>>>
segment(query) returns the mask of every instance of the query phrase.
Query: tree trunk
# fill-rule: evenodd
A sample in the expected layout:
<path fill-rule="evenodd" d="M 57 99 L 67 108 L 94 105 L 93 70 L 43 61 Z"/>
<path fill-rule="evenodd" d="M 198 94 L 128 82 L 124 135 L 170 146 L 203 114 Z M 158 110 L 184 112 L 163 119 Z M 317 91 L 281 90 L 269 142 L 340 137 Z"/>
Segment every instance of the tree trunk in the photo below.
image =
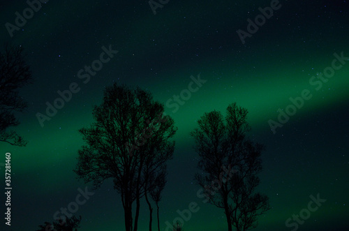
<<<
> _YOUR OBJECTIVE_
Print every line of the material above without any changes, omitting the picture.

> _SOLUTION TO THIS TASK_
segment(query) returns the mask of every instance of the query phrase.
Query: tree trunk
# fill-rule: evenodd
A sample in the expected layout:
<path fill-rule="evenodd" d="M 57 99 L 67 108 L 94 105 L 93 70 L 43 61 Z"/>
<path fill-rule="evenodd" d="M 198 94 L 128 82 L 124 135 L 170 146 L 203 114 Z M 158 110 L 184 112 L 163 119 Z M 317 91 L 281 90 L 269 142 L 340 137 Z"/>
Segment every instance of the tree trunk in the photo below.
image =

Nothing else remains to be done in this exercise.